◆ **Written instruction**
The records that follow need to be output exactly as they are.
begin Record list
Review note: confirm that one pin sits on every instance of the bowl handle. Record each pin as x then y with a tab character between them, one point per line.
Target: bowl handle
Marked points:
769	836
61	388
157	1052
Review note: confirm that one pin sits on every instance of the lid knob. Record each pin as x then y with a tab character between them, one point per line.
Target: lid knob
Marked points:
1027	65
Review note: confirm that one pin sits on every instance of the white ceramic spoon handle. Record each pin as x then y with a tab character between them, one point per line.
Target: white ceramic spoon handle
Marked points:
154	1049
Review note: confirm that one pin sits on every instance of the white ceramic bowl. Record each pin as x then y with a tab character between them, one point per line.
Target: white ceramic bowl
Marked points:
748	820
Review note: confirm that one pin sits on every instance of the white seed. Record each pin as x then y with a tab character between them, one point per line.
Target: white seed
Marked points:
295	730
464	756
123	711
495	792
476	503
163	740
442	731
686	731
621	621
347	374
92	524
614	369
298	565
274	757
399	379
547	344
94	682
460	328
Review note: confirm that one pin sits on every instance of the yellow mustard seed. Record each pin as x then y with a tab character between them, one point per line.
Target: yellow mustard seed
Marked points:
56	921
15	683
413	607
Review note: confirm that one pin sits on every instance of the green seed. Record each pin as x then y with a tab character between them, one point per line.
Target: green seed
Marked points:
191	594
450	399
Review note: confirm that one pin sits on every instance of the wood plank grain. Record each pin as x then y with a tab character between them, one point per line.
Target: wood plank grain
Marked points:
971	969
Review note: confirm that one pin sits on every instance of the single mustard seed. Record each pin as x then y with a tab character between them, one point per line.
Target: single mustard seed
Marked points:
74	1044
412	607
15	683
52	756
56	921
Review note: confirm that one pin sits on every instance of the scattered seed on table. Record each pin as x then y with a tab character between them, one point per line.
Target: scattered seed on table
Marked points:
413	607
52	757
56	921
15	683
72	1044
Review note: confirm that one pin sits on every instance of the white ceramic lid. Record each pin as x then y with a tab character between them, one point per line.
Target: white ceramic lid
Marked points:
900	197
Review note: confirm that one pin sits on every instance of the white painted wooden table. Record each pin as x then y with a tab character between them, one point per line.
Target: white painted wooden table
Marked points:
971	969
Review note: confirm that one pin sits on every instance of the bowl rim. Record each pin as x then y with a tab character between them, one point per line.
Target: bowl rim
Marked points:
end Record list
◆ **Response for this exercise**
Review note: confirm that one pin sits on every instance of the bowl handle. Record each pin as x then y with a tab character between them, one point per line.
Target: bowl handle
Marked points:
769	836
61	388
157	1052
Review note: confirm that one pin sits on every instance of the lid knob. Record each pin as x then y with a tab character between them, one point per line.
Target: lid knob
Marked points:
1027	65
Review note: confirm that one pin sits on every instance of the white ceramic spoon handle. Record each pin as x then y with a tab character between them, one point per line.
Target: white ceramic spoon handle
Marked points:
154	1049
Review note: confirm that one pin sits on every instance of the white ceramic bowl. Record each pin as x then y with a tab character between them, one point per line.
Target: white ceramic bowl
Marked points:
748	820
Review note: confirm that one pin sits on every instance of the white seed. Record each pin as x then y with a tab character between them, one point per line.
Target: white seed
Marked points:
295	730
464	756
123	711
495	792
476	503
163	740
442	731
686	731
621	621
347	374
92	524
614	369
298	565
274	757
399	379
547	344
94	682
460	328
Review note: confirm that one pin sits on every instance of the yellow mustard seed. Record each pin as x then y with a tab character between them, one point per line.
Target: yellow mustard seed
Marked points:
56	921
15	683
413	607
Review note: confirm that one pin sits on every instance of the green seed. Record each pin as x then y with a tab character between them, one point per line.
Target: green seed
Marked points:
191	594
450	399
Review note: confirm that one pin sits on every instance of the wood plank grain. Record each pin as x then y with a tab character between them, one point per line.
Target: wood plank grain
Marked points:
971	969
Review note: confirm that one pin sits on every instance of the single mustard seed. Record each pin as x then y with a tab character between them, one point per line.
Target: single mustard seed
Marked points:
74	1044
412	607
15	683
52	756
56	921
Review note: confirm that one pin sits on every instance of the scattered seed on table. Record each pin as x then y with a tab character between them, one point per line.
Target: scattered seed on table
Marked points:
413	607
52	757
56	921
15	683
72	1044
Review note: confirm that one pin sits on every instance of the white ceramic lid. Record each pin as x then y with a tab character between them, one point per line.
Target: white ceramic lid
Marked points:
900	197
Review note: confirm that one pin sits on every instance of the white painted wooden table. Record each pin as x then y with a tab character between them, one point per line.
Target: white painted wooden table
Marked points:
971	969
Review note: confirm that one pin sits on every instance of the bowl rim. Record each pin as x then y with a tab character between them, one point per line.
Target: bowl rim
Marked points:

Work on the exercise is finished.